▶ _Brief 1_
From the article on the wildlife alert system, reproduce the passage from "An owl hit by" up to and including "and potentially people.".
▶ _Brief 2_
Answer these questions using the article on the wildlife alert system.
(a) In what year was the Wildlife Rehabilitation Medical Database developed?
(b) In how many countries is that database used?
(c) How long has the new alert system been running in California?
▶ _Brief 3_
Write the next part of the article on the wildlife alert system, picking up after its last sentence.

▶ _Page excerpt_
An owl hit by a car, a bobcat caught in a trap, a sickened seal on a beach — wildlife rehabilitators are usually the first to provide medical care for injured or ill wild creatures. But their critical emergency services can also reveal bigger threats to wildlife — and potentially people.
That’s the findings of a new study about an early-detection surveillance system being piloted in California that’s designed to analyze near real-time information from hundreds of wildlife rehabilitators and trigger alerts when unusual patterns of illness or death are detected.
The Wildlife Morbidity and Mortality Event Alert System is the result of a collaboration among researchers from the University of California, Davis, School of Veterinary Medicine, the California Department of Fish and Wildlife and the nonprofit Wild Neighbors Database Project.
“There are so many disciplines that have come together to develop something unique,” says Pranav Pandit, a veterinary epidemiologist at One Health Institute at U.C. Davis. “We’re using machine learning, computer science, epidemiology and wildlife health.”
But the confluence of these multiple expertise wouldn’t have been possible without work that began years ago by Devin Dombrowski and Rachel Avilla, cofounders of the Wild Neighbors Database Project, who developed the Wildlife Rehabilitation Medical Database in 2012.
“They were working in the rescue centers and realized that there’s a need for digitizing all this data that the rescue centers have been collecting over the years,” says Pandit.
With their database now being used by more than 950 rehabilitation organizations in 48 U.S. states and 19 countries, it provided the groundwork for the new alert system, which has been up and running in California for a year.
Early results are encouraging, says Pandit.

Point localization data
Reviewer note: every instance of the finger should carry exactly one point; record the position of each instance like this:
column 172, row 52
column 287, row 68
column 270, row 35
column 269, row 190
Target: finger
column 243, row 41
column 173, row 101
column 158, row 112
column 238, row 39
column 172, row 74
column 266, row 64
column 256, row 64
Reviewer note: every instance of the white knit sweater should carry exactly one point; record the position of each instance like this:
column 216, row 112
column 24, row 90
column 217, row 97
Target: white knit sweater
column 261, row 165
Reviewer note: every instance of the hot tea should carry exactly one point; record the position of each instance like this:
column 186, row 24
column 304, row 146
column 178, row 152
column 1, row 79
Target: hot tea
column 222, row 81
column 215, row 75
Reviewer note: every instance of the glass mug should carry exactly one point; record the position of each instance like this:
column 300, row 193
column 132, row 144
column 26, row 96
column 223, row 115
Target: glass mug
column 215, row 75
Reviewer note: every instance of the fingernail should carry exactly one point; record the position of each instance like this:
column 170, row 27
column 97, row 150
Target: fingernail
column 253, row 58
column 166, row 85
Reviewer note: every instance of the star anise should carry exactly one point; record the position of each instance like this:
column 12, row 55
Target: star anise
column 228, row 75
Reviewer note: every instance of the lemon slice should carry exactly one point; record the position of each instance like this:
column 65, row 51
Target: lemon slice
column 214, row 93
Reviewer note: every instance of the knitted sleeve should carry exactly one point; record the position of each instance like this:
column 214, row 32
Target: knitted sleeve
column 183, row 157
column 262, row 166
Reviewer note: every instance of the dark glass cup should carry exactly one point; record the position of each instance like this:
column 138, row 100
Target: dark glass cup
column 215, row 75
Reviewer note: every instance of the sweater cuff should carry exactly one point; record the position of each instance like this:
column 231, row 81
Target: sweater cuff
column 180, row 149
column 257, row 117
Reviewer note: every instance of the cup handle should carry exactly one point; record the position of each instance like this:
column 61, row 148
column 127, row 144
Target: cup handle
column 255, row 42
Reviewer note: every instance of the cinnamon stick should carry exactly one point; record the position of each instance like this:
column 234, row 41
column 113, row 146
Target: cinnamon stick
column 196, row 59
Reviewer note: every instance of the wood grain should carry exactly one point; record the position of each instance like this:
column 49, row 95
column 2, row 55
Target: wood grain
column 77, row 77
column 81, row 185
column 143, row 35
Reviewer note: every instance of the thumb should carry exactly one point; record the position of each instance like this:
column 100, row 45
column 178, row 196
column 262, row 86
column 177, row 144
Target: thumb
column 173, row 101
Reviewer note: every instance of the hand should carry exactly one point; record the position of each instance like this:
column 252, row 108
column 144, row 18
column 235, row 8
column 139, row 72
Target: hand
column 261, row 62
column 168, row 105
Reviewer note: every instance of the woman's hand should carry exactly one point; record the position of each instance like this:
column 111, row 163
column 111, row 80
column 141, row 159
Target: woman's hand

▶ _Result 1_
An owl hit by a car, a bobcat caught in a trap, a sickened seal on a beach — wildlife rehabilitators are usually the first to provide medical care for injured or ill wild creatures. But their critical emergency services can also reveal bigger threats to wildlife — and potentially people.

▶ _Result 2_
(a) 2012
(b) 19
(c) A year

▶ _Result 3_
During the pilot project, the system found several anomalies that signaled emerging health threats and triggered investigations by the California Department of Fish and Wildlife. One of those was domoic acid, first detected in several species of birds in Southern California. The marine biotoxin can also affect shellfish — and sicken or even kill people who eat it.
“It’s bad for wildlife, as well as humans,” he says. “So when wildlife start showing the symptoms, having a very robust surveillance system is also good for public health.”
Making those connections between wildlife health and human health are a crucial part of the surveillance system. One of the things researchers look for are “sentinel species,” which can provide early warnings for diseases that also affect people.
For example, crows and other members of the corvid family can signal the presence of West Nile virus.
“They can show early signals of that outbreak even before the outbreak has happened in humans,” says Pandit.
There’s also the danger of infections jumping from animals to humans. As we all know too well with SARS-CoV-2 — and Ebola and others before that — infectious disease in wildlife can be serious threats to human health, too.
One antidote to that is better protections for wildlife. Another, of course, is not being afraid of animals that can be carriers of the diseases, says Pandit.
“If we really want to stay healthy, we need to maintain the ecosystem balance really well and we should nurture biodiversity in birds, bats and other mammals,” he says.
Furthering the reach of the WMME Alert System is also in the works. Pandit says they’re talking with other interested state and regional wildlife organizations, as well as some international ones that would like to see the system expanded.
“We are also constantly trying to find additional resources so that we can fund our servers, develop new models, make sure the data is secure and continually validate the model [when we go into a new region],” he says.
The other important component is continuing to recruit more rehabilitation centers to make sure the system provides the best representation of the population health of that region.
An expanded surveillance system, along with protecting biodiversity Pandit says, would be good for wildlife and people.
“We know that healthy ecosystems and healthy wildlife means healthy human beings.”